◆ Supplied records ◆

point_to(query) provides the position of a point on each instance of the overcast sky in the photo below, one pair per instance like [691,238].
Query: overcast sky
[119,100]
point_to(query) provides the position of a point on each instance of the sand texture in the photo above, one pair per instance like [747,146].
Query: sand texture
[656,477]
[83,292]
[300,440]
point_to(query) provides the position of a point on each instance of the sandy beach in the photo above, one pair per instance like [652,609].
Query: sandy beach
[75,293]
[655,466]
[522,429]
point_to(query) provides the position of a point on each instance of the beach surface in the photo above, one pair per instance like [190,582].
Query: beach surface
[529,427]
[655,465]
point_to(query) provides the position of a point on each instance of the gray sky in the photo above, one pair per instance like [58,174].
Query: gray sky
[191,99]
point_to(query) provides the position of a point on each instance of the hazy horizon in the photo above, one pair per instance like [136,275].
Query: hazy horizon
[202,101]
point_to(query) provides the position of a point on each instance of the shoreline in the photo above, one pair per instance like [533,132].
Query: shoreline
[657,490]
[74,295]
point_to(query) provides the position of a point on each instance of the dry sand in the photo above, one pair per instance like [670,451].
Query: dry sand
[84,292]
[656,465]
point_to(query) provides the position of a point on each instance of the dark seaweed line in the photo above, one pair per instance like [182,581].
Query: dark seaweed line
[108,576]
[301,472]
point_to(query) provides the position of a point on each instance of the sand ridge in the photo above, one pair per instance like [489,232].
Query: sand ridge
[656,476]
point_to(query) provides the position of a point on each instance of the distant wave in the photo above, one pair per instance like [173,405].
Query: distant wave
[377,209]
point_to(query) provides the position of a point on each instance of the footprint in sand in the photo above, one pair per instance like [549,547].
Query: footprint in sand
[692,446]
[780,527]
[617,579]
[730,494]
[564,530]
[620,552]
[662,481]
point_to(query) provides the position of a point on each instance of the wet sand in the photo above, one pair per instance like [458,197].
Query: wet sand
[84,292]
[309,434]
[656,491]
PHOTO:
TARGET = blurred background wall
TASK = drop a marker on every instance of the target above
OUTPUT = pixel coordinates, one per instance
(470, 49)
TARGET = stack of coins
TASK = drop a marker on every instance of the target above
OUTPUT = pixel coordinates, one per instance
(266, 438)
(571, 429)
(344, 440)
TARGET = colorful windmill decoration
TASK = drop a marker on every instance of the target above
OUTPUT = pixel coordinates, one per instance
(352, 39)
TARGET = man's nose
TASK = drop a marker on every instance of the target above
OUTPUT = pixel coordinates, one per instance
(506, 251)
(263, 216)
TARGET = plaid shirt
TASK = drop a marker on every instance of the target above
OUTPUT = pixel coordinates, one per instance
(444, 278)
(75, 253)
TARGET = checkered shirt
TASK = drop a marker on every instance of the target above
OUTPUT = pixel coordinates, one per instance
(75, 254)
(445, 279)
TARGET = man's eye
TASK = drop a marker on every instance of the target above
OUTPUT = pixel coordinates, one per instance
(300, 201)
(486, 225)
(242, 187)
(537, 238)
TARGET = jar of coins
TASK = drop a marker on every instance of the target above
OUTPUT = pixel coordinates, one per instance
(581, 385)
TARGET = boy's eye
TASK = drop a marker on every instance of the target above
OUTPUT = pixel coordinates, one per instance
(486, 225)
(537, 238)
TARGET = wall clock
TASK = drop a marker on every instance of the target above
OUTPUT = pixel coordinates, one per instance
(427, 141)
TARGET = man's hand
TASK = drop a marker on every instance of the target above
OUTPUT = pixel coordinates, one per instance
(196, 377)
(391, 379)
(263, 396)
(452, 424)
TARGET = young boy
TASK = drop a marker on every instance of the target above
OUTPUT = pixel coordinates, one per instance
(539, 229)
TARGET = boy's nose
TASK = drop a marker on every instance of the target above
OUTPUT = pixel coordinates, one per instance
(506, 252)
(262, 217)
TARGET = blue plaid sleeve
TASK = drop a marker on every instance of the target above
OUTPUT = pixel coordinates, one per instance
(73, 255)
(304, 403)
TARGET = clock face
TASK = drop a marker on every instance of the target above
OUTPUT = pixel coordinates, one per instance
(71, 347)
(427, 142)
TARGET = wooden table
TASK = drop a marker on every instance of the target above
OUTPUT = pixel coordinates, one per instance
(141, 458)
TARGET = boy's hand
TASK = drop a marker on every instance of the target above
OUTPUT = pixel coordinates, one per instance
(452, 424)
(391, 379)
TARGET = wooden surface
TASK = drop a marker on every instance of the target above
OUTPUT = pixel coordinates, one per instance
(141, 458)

◆ Your instructions ◆
Repeat back the data above, exact to the last character.

◆ Task solution ◆
point_to(query) provides the position of a point on each instance of the overcast sky in the photo below, one pair per instance like [691,238].
Query: overcast sky
[119,100]
point_to(query) provides the position of a point on each instance of the sand texture in the photo above, one pair per instance like [747,146].
Query: sand texture
[656,477]
[83,292]
[300,440]
point_to(query) provides the position of a point on each instance of the sandy beach in the photo above, one pair per instance like [652,609].
Query: sandy beach
[75,293]
[655,466]
[522,429]
point_to(query) provides the position of a point on each instance of the beach surface in the photo above, one pair per instance like [190,582].
Query: beach surface
[529,427]
[655,465]
point_to(query) provides the position of a point on each instance of the gray sky in the photo above, one pair per instance like [58,174].
Query: gray sky
[191,99]
point_to(query) provides the position of a point on each instance of the hazy horizon in the photo above, one pair per instance like [136,275].
Query: hazy horizon
[202,101]
point_to(query) provides the position of a point on each instance of the shoreline in the photo above, one pair per instance like [533,132].
Query: shoreline
[657,490]
[74,295]
point_to(query) provides the position of a point on each instance of the dry sand in the photo above, one pair per instance like [670,451].
Query: dry sand
[84,292]
[656,465]
point_to(query) provides the position of a point on each instance of the dark seaweed line in the photo above, one pair per instance like [182,581].
Query: dark seaweed line
[108,576]
[301,472]
point_to(query) provides the position of a point on each instance of the sand ridge in the photo above, one pair per instance like [489,232].
Query: sand ridge
[656,476]
point_to(query) provides the position of a point on each instance of the distant wave in the photo above, one pair per instance like [173,405].
Query: distant wave
[377,209]
point_to(query) provides the position of a point on each instance of the footprint in sand in the photo above, one pair per instance like [549,547].
Query: footprint in sand
[692,446]
[780,527]
[617,579]
[730,494]
[564,530]
[620,552]
[662,481]
point_to(query) provides the position of a point on each instance of the wet sand in the photo above, one pair per instance like [458,197].
Query: wet sand
[84,292]
[309,434]
[656,491]
PHOTO:
TARGET = blurred background wall
TASK = drop a marker on every instance of the target above
OUTPUT = pixel coordinates, one per instance
(470, 49)
TARGET = stack of coins
TASK = drop a marker on every instance of the target above
OUTPUT = pixel coordinates, one per instance
(266, 438)
(571, 429)
(344, 440)
TARGET = colorful windmill decoration
TASK = drop a marker on every instance of the target above
OUTPUT = pixel coordinates, one per instance
(352, 39)
TARGET = man's nose
TASK = drop a marker on every instance of the target above
OUTPUT = pixel coordinates, one per instance
(506, 251)
(263, 216)
TARGET = plaid shirt
TASK = drop a marker on every instance of the target above
OUTPUT = pixel coordinates, one per instance
(444, 278)
(75, 253)
TARGET = checkered shirt
TASK = drop a marker on every instance of the target above
OUTPUT = pixel coordinates, one per instance
(75, 254)
(445, 279)
TARGET = man's eye
TASK = drop a marker on every instance of the target above
OUTPUT = pixel coordinates, one per instance
(300, 201)
(486, 225)
(242, 187)
(537, 238)
TARGET = jar of coins
TASK = drop a marker on every instance of the target above
OUTPUT = pixel coordinates, one per instance
(581, 385)
TARGET = boy's eye
TASK = drop a marker on every instance of the target above
OUTPUT = pixel coordinates, one per instance
(486, 225)
(537, 238)
TARGET = wall clock
TASK = drop a marker on every instance of the target above
OUTPUT = pixel coordinates, one per instance
(427, 141)
TARGET = man's hand
TASK = drop a marker on every instance of the target above
OUTPUT = pixel coordinates, one per instance
(196, 377)
(391, 379)
(263, 396)
(452, 424)
TARGET = young boy
TASK = drop a marker on every instance of the target above
OUTPUT = pixel coordinates, one per instance
(539, 229)
TARGET = boy's nose
TASK = drop a marker on every instance of the target above
OUTPUT = pixel coordinates, one per instance
(506, 252)
(262, 217)
TARGET = blue plaid sleeve
TASK = drop a marker on every instance of the target above
OUTPUT = pixel coordinates, one per instance
(73, 255)
(304, 403)
TARGET = clock face
TASK = drop a marker on every instance of the target above
OUTPUT = pixel coordinates, one per instance
(71, 347)
(427, 142)
TARGET = wooden table
TASK = drop a marker on every instance of the target above
OUTPUT = pixel coordinates, one per instance
(141, 458)
TARGET = boy's hand
TASK = drop a marker on every instance of the target above
OUTPUT = pixel coordinates, one per instance
(452, 424)
(391, 379)
TARGET = wooden surface
TASK = drop a marker on every instance of the target above
OUTPUT = pixel coordinates, one per instance
(141, 458)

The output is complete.